AIM OF THE TASK
Can you copy the lines below, starting at the one containing "Return one point per instance of the sweaty" and ending at the one containing "pixel 362 440", with every line in that span kept, and offset each coordinate of the answer point by 95?

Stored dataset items
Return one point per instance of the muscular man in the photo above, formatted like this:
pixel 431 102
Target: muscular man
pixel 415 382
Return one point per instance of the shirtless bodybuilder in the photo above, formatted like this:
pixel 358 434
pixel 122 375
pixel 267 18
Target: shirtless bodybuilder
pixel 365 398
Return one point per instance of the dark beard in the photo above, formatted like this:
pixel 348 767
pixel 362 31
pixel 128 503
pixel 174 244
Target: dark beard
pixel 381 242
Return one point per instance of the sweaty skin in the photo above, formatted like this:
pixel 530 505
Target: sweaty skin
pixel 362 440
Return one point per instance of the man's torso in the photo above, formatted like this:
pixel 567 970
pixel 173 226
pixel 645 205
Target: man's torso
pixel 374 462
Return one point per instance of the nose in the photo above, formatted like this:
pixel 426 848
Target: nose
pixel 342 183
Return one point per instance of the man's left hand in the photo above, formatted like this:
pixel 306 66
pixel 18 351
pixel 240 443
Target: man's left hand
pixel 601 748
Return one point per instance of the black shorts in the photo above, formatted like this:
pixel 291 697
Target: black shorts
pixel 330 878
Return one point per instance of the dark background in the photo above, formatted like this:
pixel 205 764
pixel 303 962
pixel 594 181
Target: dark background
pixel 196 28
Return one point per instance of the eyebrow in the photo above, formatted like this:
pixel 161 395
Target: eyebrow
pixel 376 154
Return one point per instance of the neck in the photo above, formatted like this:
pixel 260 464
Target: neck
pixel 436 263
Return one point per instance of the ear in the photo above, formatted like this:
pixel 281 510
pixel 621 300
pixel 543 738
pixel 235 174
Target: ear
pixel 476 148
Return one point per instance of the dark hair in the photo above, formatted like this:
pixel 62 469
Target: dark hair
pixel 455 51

OUTPUT FOR THIS EXERCISE
Return one point per instance of the sweaty skin in the photo above, formatted like this:
pixel 530 505
Target: sweaty skin
pixel 457 535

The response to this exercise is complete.